> Do this: Please rewrite everything from the start of the items down to the line containing "Mark the region", replacing "wooden podium desk" with "lectern" and leaving all else unchanged. Leave the pictures out of your answer.

> Given records:
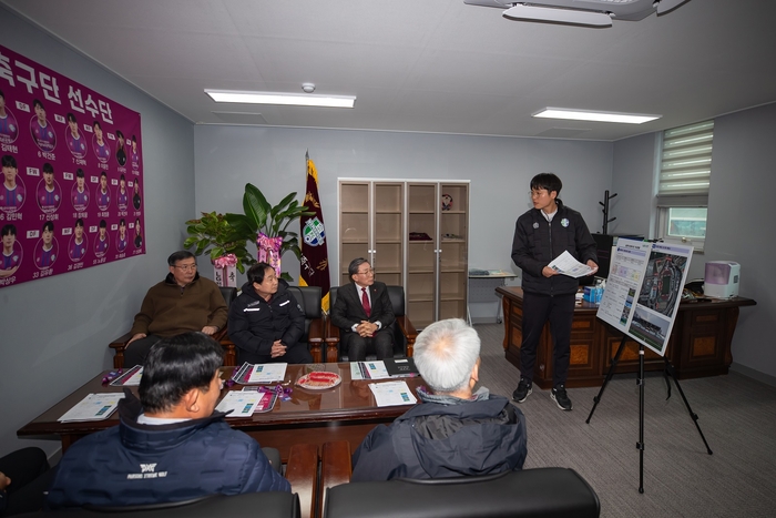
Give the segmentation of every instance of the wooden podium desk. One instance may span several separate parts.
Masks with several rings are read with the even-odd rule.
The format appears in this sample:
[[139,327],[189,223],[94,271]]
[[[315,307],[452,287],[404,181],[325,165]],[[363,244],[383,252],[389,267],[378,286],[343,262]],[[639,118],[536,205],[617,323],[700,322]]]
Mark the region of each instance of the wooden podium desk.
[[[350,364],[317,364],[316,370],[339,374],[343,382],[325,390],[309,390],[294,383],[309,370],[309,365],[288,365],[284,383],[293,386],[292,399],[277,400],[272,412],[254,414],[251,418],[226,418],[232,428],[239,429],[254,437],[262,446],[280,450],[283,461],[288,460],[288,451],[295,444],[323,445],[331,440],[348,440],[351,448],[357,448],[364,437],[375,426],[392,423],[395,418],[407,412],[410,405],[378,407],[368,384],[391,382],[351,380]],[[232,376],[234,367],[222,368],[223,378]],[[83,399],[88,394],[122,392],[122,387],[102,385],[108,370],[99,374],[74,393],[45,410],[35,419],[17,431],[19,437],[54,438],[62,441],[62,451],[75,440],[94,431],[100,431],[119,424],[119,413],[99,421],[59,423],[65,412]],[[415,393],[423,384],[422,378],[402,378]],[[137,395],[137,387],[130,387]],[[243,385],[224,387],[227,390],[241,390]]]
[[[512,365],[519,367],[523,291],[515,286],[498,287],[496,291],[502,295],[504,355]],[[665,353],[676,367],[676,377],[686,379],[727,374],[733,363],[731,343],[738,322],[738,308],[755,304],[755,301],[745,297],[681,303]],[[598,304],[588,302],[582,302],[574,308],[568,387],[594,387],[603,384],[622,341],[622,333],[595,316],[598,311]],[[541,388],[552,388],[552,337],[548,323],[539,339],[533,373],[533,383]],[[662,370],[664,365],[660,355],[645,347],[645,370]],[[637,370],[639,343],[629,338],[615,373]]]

> Worked answer:
Give the segmentation of every instance of the lectern. One instance may span several separate parts.
Masks with several rings are read with the even-odd rule.
The format appears in this sample:
[[139,327],[189,223],[94,271]]
[[[315,307],[452,287],[404,181],[325,165]],[[363,244],[383,252],[389,267],[378,286],[343,262]],[[639,118],[536,205],[617,323],[700,322]]]
Mark the region of each instance of the lectern.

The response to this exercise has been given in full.